• Exercise instructions:
- A) Using the foot-care article, answer the following:
(i) What type of shoe does it recommend for most people beginning an exercise routine?
(ii) What are socks of the right kind designed to wick away?
(iii) Which four conditions does it say good arch support will help you avoid?
- B) Rewrite the passage of the foot-care article starting at "A quality shoe" and ending at "irritation or fungus!", substituting "padding" for "cushioning".

• Document excerpt:

Have you decided to exercise more in 2020? Regular physical activity is an important piece of our overall health. Whether you’re choosing to hit the pavement hard and begin a high-intensity workout routine, or you’re simply adding regular walks into your day, the change in routine can cause injury or discomfort that quickly curtails your goals. Check out our tips below to help you protect your feet, so you can keep going!
Choose the Proper Pair of Shoes
Having the right shoes for your exercise program makes all the difference in the world. Choosing a cheaply constructed shoe will quickly lead to many types of injury. You want a well-constructed shoe that bends with your foot and includes a padded insole with arch support. Don’t buy a pair of shoes that you feel need to be broken in, because they should feel good from the get-go. For most people beginning an exercise routine, you’re best off selecting a cross-training athletic shoe.
A quality shoe store will measure your feet and ask about any issues like flat feet or weak ankles.
Invest in Good Socks, Too
Another common problem that leads to injury is wearing the wrong kind of socks. The right kind of socks provide cushioning to your sole without adding any friction to your foot, and are designed to wick away moisture. Beware of socks that are too thick or thin, too tight or too loose, too slippery or too rough. (If finding the right kind of socks sounds a bit like Goldilocks and the Three Bears—you’re right, because you want socks that feel perfect and don’t increase your chances of getting blisters, irritation or fungus!
Consider Quality Arch Supports
If you have a good pair of shoes with everything going for them except built-in arch support, you’ll need to get a shoe insert to support your foot from heel to toe. Our podiatrist at Advanced Foot Care Centers can help you find the right insert or orthotic to help evenly support your body weight. With good arch support, your foot will be in proper position, which also will help you avoid plantar fasciitis, blisters, corns and calluses.
Finally, Start Out Slow
The key to starting any exercise plan is to be patient with yourself and listen to your body. If your feet are having problems because you’re going too fast, too long or too hard, that takes a toll on your whole body. Starting out slow and gradually progressing your workout will ensure that you don’t find yourself stopping your workout altogether due to injury.

• Dataset section:

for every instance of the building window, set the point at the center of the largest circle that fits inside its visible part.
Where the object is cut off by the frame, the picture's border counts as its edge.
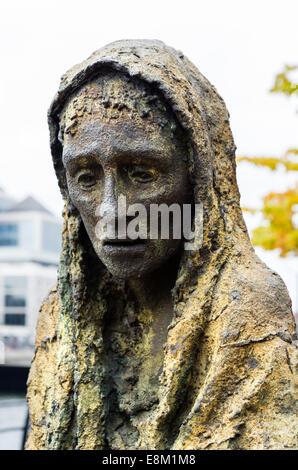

• Completed exercise:
- A)
(i) A cross-training athletic shoe.
(ii) Moisture.
(iii) Plantar fasciitis, blisters, corns and calluses.

- B)
A quality shoe store will measure your feet and ask about any issues like flat feet or weak ankles.
Invest in Good Socks, Too
Another common problem that leads to injury is wearing the wrong kind of socks. The right kind of socks provide padding to your sole without adding any friction to your foot, and are designed to wick away moisture. Beware of socks that are too thick or thin, too tight or too loose, too slippery or too rough. (If finding the right kind of socks sounds a bit like Goldilocks and the Three Bears—you’re right, because you want socks that feel perfect and don’t increase your chances of getting blisters, irritation or fungus!